Exercise requirements. Your answer must be the full set of entries, reproduced exactly.

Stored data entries

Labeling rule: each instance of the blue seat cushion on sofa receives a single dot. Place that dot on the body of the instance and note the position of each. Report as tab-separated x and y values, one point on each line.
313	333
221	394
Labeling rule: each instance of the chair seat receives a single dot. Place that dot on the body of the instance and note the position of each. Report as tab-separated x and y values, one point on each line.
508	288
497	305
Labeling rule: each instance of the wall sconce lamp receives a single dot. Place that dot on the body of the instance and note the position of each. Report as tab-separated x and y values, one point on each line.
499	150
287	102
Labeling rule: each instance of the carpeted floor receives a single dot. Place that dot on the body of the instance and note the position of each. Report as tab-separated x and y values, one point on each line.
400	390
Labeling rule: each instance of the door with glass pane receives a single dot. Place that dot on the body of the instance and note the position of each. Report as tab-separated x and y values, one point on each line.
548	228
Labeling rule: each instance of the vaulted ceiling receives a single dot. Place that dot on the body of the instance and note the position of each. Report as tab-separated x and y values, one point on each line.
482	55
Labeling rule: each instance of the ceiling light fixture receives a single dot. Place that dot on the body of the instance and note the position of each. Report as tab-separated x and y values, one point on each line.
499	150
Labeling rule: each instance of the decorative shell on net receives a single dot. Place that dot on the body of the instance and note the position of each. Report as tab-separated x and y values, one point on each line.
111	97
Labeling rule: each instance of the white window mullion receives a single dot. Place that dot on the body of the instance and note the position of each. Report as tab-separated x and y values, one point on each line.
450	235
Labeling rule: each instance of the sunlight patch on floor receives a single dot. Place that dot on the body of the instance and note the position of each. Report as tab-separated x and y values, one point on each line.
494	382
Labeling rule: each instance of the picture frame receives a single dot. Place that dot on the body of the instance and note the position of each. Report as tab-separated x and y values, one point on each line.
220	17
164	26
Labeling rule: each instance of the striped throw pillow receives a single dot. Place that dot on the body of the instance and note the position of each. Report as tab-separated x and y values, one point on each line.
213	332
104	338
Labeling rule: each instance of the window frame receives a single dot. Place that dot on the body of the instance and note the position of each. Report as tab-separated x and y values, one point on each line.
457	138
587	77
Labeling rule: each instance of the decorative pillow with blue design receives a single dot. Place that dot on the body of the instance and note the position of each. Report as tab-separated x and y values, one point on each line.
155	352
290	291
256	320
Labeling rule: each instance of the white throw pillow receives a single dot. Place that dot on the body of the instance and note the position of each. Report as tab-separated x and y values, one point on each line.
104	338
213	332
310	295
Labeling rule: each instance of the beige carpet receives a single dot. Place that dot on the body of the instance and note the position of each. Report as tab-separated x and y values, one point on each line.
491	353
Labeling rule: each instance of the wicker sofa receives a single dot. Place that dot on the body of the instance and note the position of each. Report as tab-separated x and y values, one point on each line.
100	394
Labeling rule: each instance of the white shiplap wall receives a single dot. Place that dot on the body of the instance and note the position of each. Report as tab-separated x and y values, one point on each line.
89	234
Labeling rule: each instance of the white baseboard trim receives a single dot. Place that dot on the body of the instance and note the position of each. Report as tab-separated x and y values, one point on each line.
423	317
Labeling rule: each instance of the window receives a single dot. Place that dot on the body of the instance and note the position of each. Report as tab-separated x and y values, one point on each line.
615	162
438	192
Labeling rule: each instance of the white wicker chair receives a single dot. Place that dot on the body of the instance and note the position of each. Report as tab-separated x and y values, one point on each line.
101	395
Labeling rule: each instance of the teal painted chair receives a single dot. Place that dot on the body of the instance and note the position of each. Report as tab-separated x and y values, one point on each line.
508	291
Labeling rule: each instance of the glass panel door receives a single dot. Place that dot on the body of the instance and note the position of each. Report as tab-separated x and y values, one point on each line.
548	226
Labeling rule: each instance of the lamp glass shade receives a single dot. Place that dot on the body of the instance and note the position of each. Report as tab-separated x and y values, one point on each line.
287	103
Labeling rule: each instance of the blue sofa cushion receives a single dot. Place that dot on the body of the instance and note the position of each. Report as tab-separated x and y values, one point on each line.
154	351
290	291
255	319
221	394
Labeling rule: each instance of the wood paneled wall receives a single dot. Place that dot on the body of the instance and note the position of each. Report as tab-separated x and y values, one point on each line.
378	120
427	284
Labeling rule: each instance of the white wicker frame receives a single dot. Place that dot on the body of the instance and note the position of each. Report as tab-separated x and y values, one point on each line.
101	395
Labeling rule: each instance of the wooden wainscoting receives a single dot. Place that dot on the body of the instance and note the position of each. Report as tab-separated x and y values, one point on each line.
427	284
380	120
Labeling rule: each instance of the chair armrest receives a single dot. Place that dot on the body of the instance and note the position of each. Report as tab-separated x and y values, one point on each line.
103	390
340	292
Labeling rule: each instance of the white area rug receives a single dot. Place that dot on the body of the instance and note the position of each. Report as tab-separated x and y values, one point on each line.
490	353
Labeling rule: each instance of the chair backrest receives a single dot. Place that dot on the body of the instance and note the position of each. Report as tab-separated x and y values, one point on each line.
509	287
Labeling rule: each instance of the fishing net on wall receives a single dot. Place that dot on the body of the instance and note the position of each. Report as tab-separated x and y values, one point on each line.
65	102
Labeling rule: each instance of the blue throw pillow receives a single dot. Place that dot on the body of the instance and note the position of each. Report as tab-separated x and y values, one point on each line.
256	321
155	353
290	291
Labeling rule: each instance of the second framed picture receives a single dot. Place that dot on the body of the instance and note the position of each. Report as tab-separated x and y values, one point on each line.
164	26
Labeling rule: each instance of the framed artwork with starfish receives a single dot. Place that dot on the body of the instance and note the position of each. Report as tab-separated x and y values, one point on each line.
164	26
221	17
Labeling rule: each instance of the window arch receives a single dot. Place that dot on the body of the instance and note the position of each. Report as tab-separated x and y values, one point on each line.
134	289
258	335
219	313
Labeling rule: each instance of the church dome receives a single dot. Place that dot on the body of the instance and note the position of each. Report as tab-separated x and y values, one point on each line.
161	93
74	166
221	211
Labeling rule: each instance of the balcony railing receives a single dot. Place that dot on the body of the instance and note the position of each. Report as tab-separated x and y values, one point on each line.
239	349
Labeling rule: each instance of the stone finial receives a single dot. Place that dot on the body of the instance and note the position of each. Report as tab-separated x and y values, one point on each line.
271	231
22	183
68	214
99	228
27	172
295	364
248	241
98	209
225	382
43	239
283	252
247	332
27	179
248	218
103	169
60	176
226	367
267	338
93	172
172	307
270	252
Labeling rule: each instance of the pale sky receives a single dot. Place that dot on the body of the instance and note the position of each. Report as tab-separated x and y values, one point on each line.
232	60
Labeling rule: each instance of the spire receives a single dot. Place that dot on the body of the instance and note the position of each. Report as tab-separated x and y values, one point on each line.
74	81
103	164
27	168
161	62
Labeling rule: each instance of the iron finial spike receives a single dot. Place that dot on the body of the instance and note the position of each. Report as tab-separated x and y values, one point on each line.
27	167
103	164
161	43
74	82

Solution.
Labeling rule: each instance of the blue seat cushion on sofa receives a single dot. Place that dot on the body of the instance and note the position of each. Report as tab-separated x and y values, one point on each line.
313	333
221	394
Labeling rule: each instance of the chair seat receives a single dot. Place that dot on the body of the instance and note the position of each. Report as tab-separated x and y values, one point on each line.
508	288
497	305
Labeling rule: each instance of the wall sconce lamp receives a single dot. Place that dot on the body of the instance and note the position of each. Report as tab-separated x and y values, one point on each line.
499	150
287	102
Labeling rule: each instance of the carpeted floor receives a single dot. Place that dot on the body of the instance and note the position of each. Report as tab-separated x and y values, one point on each line.
400	390
Labeling rule: each instance of the door with glass pane receives a single dot. Place that dot on the body of the instance and note the position of each. Report as tab-separated x and y values, one point on each line.
548	228
Labeling rule: each instance of the vaulted ceiling receives a single dot. Place that dot on the body of the instance and note the position of each. Report as tab-separated x and y values, one point on each line.
482	55
Labeling rule: each instance of the ceiling light fixture receives a single dot. Place that dot on the body of the instance and note the position of each. Report as tab-separated x and y values, one point on each line.
499	150
Labeling rule: each instance of the decorative shell on net receives a single dot. Place that dot on the body of the instance and note the position of each. Report as tab-separated x and y values, one point on each line.
111	97
Labeling rule: each instance of the white window mullion receives a single dot. Place that dot on the body of the instance and note the position of each. Report as tab-separated x and y values, one point on each line.
450	235
Labeling rule: each instance of the sunlight patch on floor receives a single dot. Place that dot on the body of the instance and note the position of each. Report as tab-separated x and y values, one point on each line.
494	382
Labeling rule: each instance of the picture frame receives a single dot. Place that dot on the body of the instance and note the position of each. Report as tab-separated x and y values, one point on each line.
220	17
164	26
Labeling rule: each instance of the striped throw pillow receives a single dot. Place that dot on the body of the instance and note the position of each. Report as tab-separated x and y values, one point on each line.
213	332
104	338
Labeling rule: each instance of the window frame receives a single dot. Place that dot on the body of the instance and note the position of each. Report as tab-separated x and y values, one point on each line.
457	138
587	77
Labeling rule: each instance of the decorative pillow with blue design receives a single dot. Place that dot on the body of the instance and note the position of each. Report as tab-separated x and y values, one point on each line.
155	352
290	291
256	320
Labeling rule: each instance of the white throw pillow receives a single dot. Place that dot on the body of the instance and note the position of each. Report as tab-separated x and y values, one point on each line.
104	338
213	332
310	295
Labeling rule: each instance of the beige carpet receives a single dot. Place that dot on the body of the instance and note the position of each. Report as tab-separated x and y values, one point on each line.
491	353
Labeling rule: each instance of the wicker sofa receives a single dot. Place that dot on the body of the instance and note the position of each. Report as tab-separated x and y values, one point on each line.
100	394
Labeling rule: each instance of the white shiplap wall receives a single dot. Place that dot on the body of the instance and note the position of each. Report as tab-separated x and y values, one point on each line.
89	234
Labeling rule: each instance of the white baseboard trim receives a single dot. Place that dot on the body of the instance and note the position of each. Report as tab-separated x and y values, one point on each line.
423	317
Labeling rule: each instance of the window receives a single dot. Place that dot on the body of the instance and note the position of each. Report as tab-separated x and y values, one point on each line.
615	162
438	192
Labeling rule: each instance of the white wicker chair receives a single dot. Place that dot on the body of the instance and note the position of each. Report as tab-separated x and y values, one point on each line.
101	395
Labeling rule: each instance of the teal painted chair receives a single dot. Place that dot on the body of the instance and note the position of each. Report as tab-separated x and y values, one point on each line.
508	291
Labeling rule: each instance of the glass panel door receives a single dot. Place that dot on the body of the instance and note the position of each. Report as tab-separated x and y values, one point on each line.
548	226
Labeling rule: each instance of the lamp glass shade receives a single dot. Place that dot on the body of the instance and note the position of each. Report as tab-separated x and y values, one point on each line.
287	103
Labeling rule: each instance of the blue sofa cushion receives a single dot. Place that dot on the body of the instance and note the position of each. Report as tab-separated x and y values, one point on each line.
154	351
290	291
255	319
221	394
Labeling rule: each instance of the wood paneled wall receives a single dot. Place that dot on the body of the instance and note the position of each. Report as tab-separated x and y values, one point on each line.
378	120
427	284
Labeling rule: each instance of the white wicker frame receives a single dot. Place that dot on the body of the instance and note the position of each. Report as tab-separated x and y values, one point on each line.
101	395
Labeling rule: each instance of the wooden wainscoting receives a single dot. Place that dot on the body of the instance and note the position of each. Report as tab-separated x and y values, one point on each line.
427	284
380	120
Labeling rule: each instance of the chair armrest receives a single dot. Place that dot on the body of the instance and note the position of each. Report as tab-separated x and y values, one point on each line.
103	390
340	292
Labeling rule: each instance of the white area rug receives a single dot. Place that dot on the body of the instance and note the position of each. Report as tab-separated x and y values, one point on each line.
490	353
Labeling rule: each instance of the chair backrest receives a single dot. Place that dot on the body of the instance and note the position of each. Report as tab-separated x and y values, one point on each line.
509	287
Labeling rule: each instance of the fishing net on wall receives a single dot. Place that dot on the body of the instance and note the position of each. Report as tab-separated x and y values, one point on each line.
65	102
Labeling rule: each instance of the blue throw pillow receives a single dot. Place that dot on the body of the instance and note the position of each. Report as tab-separated x and y values, one point on each line.
256	321
155	353
290	291
Labeling rule: each instance of the second framed picture receives a single dot. Place that dot on the body of the instance and note the position of each. Report as tab-separated x and y values, one point on each line.
164	26
Labeling rule: each instance of the framed artwork with starfish receives a single dot. Place that dot on the body of the instance and note the position of each. Report as tab-separated x and y values, one point on each line.
164	26
221	17
Labeling rule: each instance of the window arch receives a single dot. Place that dot on the body of the instance and note the position of each. Report as tab-separated x and y values, one point on each line.
134	289
258	335
219	313
Labeling rule: each instance of the church dome receives a single dot. Place that dot on the body of the instance and note the position of each. Report as tab-separated x and y values, one point on each line.
161	93
74	166
221	211
Labeling rule: each instance of the balcony railing receives a single dot. Place that dot on the body of the instance and note the position of each. Report as tab-separated x and y values, one point on each line.
239	349
Labeling rule: each instance of the stone finial receives a single dot. Place that dot on the body of the instance and note the position of each. Report as tab-separated x and y values, one point on each line.
271	231
22	183
68	214
99	228
27	172
295	364
248	241
98	209
225	382
43	239
283	252
247	332
27	179
248	218
103	169
60	176
226	367
267	338
93	172
172	307
270	252
Labeling rule: each instance of the pale sky receives a single dot. Place that dot on the body of the instance and note the position of each. Report as tab-separated x and y values, one point on each line.
232	60
Labeling rule: each instance of the spire receives a single dot. Place that dot on the body of the instance and note the position of each. Report as tab-separated x and y values, one point on each line.
74	81
103	164
27	168
161	62
Labeling rule: each instance of the iron finial spike receives a single dot. Place that dot on the body of the instance and note the position of each. Report as tab-separated x and y values, one point on each line.
27	167
103	164
161	43
74	82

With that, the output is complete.